**Task requirements**: Transcribe the records from the line containing "Could you spot the black wetsuit" onward, up to and including the final line, exactly and without anything else.

**Data to examine**:
——————

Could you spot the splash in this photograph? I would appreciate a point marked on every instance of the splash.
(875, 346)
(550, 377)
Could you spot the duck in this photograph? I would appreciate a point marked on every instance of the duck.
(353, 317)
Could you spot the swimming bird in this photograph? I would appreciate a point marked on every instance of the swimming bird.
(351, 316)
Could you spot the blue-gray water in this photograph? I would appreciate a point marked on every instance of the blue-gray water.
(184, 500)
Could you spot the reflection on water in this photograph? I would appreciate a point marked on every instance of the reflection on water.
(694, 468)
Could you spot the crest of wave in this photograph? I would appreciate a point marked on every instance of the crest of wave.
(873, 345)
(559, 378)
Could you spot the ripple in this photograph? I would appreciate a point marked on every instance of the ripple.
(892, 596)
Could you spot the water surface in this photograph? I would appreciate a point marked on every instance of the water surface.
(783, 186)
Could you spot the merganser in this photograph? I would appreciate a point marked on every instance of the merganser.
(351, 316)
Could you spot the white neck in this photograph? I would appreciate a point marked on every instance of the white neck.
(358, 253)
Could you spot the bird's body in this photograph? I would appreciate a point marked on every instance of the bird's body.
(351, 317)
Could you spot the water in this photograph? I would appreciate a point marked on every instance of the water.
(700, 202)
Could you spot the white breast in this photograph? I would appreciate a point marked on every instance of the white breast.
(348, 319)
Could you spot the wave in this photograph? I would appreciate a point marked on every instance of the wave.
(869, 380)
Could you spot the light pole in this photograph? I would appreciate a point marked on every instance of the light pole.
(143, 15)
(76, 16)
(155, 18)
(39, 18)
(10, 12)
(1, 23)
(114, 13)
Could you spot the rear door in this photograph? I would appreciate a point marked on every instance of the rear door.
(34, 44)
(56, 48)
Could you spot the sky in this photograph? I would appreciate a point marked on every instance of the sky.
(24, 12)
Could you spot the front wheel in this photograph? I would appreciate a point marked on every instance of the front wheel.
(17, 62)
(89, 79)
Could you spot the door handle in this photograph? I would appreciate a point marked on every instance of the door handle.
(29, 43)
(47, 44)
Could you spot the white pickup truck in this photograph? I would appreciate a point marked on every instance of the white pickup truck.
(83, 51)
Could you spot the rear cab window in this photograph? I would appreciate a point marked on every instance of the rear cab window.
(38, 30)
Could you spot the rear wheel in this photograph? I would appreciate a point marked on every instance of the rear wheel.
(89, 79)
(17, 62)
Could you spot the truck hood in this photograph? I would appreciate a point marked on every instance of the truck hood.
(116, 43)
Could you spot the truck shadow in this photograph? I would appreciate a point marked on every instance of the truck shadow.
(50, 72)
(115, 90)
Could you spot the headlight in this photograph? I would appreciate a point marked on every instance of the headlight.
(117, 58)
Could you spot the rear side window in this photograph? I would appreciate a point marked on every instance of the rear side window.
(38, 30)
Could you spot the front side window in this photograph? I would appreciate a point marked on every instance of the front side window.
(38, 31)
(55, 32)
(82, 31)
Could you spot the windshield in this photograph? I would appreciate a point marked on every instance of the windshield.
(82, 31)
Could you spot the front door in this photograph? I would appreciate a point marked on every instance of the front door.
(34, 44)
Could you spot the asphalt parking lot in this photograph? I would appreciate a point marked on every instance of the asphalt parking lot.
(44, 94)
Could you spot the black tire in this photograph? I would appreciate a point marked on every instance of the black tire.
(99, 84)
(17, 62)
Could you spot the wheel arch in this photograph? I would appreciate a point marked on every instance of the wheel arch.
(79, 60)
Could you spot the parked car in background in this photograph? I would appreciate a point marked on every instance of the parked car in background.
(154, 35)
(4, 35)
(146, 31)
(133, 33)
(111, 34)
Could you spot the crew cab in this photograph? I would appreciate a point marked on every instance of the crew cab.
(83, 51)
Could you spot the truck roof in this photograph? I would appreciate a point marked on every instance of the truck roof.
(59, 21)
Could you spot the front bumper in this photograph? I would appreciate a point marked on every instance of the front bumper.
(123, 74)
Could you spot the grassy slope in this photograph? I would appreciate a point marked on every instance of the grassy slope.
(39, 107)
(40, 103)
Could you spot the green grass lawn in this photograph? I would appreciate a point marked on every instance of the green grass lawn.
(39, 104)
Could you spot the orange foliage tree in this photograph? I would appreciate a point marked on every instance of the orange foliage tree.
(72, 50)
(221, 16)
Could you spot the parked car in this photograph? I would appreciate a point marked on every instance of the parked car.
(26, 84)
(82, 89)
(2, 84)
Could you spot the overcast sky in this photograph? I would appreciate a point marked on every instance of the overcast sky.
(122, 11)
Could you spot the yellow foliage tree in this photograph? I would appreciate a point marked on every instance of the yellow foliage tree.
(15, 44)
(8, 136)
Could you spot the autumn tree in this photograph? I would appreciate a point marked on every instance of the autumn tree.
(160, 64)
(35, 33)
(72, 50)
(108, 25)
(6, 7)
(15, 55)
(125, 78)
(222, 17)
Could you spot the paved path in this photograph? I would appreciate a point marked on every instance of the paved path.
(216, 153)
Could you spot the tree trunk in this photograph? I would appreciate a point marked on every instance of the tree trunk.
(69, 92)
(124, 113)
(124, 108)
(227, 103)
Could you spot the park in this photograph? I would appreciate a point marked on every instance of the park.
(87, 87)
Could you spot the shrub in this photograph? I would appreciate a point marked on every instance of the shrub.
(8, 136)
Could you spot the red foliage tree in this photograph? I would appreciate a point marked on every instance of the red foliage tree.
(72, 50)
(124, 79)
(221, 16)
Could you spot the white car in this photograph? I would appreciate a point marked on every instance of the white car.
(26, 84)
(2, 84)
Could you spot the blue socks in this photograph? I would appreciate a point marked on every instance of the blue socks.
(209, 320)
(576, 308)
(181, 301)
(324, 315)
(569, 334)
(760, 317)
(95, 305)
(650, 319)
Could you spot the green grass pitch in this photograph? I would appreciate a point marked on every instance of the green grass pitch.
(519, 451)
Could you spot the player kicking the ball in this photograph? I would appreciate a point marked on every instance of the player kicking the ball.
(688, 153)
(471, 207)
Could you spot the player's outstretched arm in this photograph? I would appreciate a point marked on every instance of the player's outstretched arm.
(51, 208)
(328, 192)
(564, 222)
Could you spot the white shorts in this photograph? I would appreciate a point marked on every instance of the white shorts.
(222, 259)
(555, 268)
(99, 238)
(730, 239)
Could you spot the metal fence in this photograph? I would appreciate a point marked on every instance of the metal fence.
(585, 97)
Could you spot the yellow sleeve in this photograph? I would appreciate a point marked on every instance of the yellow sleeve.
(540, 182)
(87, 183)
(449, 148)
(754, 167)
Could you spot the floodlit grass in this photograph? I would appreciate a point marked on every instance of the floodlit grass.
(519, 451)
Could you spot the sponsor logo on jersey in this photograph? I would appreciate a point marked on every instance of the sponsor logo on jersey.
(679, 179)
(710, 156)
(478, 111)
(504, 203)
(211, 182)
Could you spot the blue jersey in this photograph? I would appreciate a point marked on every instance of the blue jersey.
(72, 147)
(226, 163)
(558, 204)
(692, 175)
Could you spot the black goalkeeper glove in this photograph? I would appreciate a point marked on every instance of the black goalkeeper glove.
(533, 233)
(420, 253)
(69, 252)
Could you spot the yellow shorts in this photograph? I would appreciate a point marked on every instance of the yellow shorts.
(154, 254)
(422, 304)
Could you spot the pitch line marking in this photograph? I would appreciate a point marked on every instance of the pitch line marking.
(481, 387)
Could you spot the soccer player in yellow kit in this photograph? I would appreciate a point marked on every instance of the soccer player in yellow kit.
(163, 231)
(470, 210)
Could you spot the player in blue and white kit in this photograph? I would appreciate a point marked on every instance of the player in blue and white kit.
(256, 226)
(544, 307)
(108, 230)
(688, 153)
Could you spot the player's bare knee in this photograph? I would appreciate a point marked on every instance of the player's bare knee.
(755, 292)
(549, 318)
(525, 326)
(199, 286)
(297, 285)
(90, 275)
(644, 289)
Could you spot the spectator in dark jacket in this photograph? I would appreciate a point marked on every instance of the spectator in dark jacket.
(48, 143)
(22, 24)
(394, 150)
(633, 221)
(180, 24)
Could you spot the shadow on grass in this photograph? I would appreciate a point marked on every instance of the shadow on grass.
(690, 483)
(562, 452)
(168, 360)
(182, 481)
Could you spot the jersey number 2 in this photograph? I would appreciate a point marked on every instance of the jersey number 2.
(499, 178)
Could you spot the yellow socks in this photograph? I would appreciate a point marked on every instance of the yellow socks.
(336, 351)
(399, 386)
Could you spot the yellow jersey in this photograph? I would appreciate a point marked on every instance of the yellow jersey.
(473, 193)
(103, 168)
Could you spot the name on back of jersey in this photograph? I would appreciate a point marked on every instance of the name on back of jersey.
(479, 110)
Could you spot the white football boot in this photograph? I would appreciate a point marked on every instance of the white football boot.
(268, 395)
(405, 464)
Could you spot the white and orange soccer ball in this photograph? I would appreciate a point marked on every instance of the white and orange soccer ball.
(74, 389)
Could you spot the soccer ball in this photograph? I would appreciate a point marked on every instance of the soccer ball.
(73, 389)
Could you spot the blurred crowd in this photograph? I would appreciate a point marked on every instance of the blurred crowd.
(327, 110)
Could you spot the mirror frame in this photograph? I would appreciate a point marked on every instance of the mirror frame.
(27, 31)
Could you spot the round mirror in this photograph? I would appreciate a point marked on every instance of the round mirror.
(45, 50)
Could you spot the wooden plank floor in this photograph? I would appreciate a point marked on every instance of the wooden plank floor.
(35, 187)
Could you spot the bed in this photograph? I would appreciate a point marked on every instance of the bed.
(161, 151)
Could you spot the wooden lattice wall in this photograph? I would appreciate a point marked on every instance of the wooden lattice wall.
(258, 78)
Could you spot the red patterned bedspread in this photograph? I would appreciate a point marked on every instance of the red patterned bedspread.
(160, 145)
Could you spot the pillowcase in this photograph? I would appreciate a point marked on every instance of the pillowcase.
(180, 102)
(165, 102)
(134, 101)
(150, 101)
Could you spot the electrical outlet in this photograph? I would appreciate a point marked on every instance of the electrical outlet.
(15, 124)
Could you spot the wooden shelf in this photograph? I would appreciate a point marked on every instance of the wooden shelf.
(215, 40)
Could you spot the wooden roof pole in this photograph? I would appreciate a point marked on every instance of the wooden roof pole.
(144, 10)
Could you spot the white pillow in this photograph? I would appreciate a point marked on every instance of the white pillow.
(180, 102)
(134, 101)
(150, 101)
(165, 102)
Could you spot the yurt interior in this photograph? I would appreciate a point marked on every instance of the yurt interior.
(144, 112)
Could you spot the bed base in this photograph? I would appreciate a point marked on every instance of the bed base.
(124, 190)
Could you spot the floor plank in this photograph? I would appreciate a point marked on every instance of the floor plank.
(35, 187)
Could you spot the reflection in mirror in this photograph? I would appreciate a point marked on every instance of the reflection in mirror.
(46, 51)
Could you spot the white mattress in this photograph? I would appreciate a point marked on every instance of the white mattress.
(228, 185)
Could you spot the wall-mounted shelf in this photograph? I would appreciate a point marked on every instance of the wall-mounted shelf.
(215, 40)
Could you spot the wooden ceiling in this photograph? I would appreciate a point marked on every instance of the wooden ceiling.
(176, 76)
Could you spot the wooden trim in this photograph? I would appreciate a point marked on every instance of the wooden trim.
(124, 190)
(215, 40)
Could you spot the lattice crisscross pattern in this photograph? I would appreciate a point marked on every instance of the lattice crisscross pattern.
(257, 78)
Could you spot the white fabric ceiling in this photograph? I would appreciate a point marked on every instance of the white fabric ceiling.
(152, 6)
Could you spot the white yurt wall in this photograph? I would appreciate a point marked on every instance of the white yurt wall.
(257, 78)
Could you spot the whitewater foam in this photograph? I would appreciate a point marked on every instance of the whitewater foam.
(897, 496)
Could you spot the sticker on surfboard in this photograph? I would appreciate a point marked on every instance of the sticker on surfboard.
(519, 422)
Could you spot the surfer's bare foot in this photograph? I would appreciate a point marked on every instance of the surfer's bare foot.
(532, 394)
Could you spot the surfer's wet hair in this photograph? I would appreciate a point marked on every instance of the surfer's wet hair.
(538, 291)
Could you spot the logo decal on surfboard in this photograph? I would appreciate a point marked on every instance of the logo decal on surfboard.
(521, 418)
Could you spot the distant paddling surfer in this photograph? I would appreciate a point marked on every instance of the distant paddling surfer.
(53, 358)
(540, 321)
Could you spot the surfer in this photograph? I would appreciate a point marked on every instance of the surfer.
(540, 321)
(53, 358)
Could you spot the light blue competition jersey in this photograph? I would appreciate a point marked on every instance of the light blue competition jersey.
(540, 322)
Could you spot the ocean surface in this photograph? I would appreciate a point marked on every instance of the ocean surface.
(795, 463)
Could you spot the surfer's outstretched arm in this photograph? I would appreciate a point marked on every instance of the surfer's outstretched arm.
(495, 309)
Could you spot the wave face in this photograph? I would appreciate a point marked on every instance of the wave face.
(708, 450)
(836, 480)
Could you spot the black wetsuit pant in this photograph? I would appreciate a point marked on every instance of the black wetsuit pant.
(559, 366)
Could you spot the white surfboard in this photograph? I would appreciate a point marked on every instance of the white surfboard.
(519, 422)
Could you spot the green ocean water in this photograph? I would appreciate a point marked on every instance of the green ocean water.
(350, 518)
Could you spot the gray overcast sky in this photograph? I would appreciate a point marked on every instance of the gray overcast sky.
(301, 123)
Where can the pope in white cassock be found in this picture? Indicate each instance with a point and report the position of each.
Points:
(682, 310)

——————

**Your response**:
Could you spot the black wetsuit pant in this photograph? I would appreciate a point marked on every instance of the black wetsuit pant.
(559, 366)
Could you spot the white surfboard in this photograph? I would appreciate a point marked on every instance of the white surfboard.
(519, 422)
Could you spot the green ocean water in this photograph? I would appreciate a point marked on every instance of the green ocean water.
(350, 518)
Could you spot the gray overcast sky in this photograph? I would appreciate a point marked on every instance of the gray overcast sky.
(301, 123)
Where can the pope in white cassock be found in this picture? Indicate each instance with a point and report the position of each.
Points:
(682, 310)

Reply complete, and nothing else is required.